**Passage to read:**
----
Moritz Heinrich Romberg (11 November 1795 – 16 June 1873) was a German physician and neurologist, born in Meiningen, who published his classic textbook in sections between 1840 and 1846; Edward Henry Sieveking translated it into English in 1853. His nephew was Eduard Heinrich Henoch, who was known for describing Henoch–Schönlein purpura.

He described what is now universally recognised as "Romberg's sign" in his original account of tabes dorsalis (a disease caused by syphilis damaging the back of the spinal cord). He related early symptoms as: "The feet feel numbed in standing, walking or lying down, and the patient has the sensation as if they were covered in fur; the resistance of the ground is not felt..."

Romberg's sign he described as: "The gait begins to be insecure... he puts down his feet with greater force...The individual keeps his eyes on his feet to prevent his movements from becoming still more unsteady. If he is ordered to close his eyes while in the erect posture, he at once commences to totter and swing from side to side; the insecurity of his gait also exhibits itself more in the dark." Romberg had not observed this in other paralyses.

The unsteadiness with eyes closed (sensory ataxia), relates to loss of sense of position in the legs and feet that are normally compensated for by the patient who uses vision to provide that information. But when the eyes are closed or in the dark, the loss of sense of position causes unsteadiness and sometimes falls, as Romberg described.
----
**Given records:**
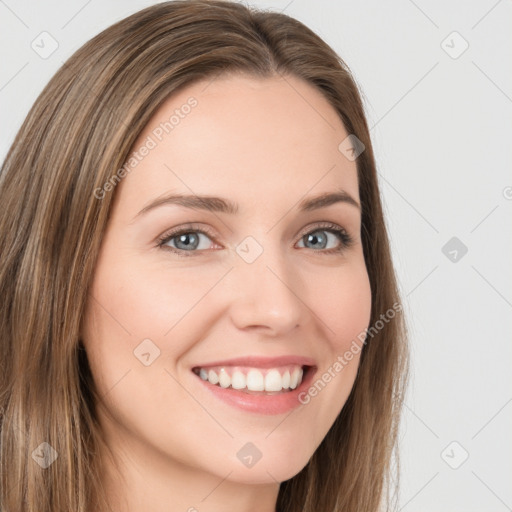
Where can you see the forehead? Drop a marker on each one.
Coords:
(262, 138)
----
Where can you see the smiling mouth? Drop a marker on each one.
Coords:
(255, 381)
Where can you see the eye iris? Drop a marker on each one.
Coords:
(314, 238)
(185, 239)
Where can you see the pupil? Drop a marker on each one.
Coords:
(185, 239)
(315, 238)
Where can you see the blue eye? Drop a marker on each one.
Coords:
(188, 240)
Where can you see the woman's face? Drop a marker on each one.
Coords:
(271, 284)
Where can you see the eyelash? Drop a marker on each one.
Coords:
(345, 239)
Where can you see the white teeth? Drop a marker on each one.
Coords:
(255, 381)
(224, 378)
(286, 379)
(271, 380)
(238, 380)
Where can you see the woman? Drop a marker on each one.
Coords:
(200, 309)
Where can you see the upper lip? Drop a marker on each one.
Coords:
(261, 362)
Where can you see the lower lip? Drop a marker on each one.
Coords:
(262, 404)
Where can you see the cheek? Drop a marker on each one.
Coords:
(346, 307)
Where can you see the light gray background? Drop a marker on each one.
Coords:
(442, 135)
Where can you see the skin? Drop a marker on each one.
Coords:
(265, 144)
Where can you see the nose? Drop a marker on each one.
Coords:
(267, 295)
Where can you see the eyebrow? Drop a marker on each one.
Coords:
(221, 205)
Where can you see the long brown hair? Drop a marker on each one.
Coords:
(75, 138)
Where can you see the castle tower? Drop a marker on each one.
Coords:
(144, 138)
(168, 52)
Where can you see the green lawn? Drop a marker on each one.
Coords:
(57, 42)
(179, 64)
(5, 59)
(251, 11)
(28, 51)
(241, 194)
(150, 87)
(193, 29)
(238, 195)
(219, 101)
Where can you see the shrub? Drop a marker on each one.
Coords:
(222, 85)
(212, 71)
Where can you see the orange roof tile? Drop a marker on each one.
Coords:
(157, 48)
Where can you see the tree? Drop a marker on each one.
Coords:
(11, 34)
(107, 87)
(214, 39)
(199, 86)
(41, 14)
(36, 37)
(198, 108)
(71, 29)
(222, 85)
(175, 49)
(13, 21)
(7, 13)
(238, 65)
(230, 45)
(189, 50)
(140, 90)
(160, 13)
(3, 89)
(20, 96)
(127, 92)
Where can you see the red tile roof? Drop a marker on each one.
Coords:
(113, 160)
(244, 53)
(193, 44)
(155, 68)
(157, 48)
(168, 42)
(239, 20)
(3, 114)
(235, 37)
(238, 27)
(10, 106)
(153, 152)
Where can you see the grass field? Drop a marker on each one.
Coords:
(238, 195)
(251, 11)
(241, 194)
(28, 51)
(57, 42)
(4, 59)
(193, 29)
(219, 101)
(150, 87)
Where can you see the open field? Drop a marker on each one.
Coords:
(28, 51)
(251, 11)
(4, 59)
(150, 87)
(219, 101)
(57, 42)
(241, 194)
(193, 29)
----
**What this exercise asks:**
a. Answer these questions from the text about Moritz Romberg:
(i) In which place was Romberg born?
(ii) Who translated Romberg's textbook into English, and in what year?
(iii) What does a patient standing erect do at once when ordered to close his eyes?
b. Can you reproduce the text about Moritz Romberg word for word from "He described what" to "in other paralyses."?

**Outputs by task:**
a.
(i) Meiningen
(ii) Edward Henry Sieveking, in 1853
(iii) He commences to totter and swing from side to side.

b.
He described what is now universally recognised as "Romberg's sign" in his original account of tabes dorsalis (a disease caused by syphilis damaging the back of the spinal cord). He related early symptoms as: "The feet feel numbed in standing, walking or lying down, and the patient has the sensation as if they were covered in fur; the resistance of the ground is not felt..."

Romberg's sign he described as: "The gait begins to be insecure... he puts down his feet with greater force...The individual keeps his eyes on his feet to prevent his movements from becoming still more unsteady. If he is ordered to close his eyes while in the erect posture, he at once commences to totter and swing from side to side; the insecurity of his gait also exhibits itself more in the dark." Romberg had not observed this in other paralyses.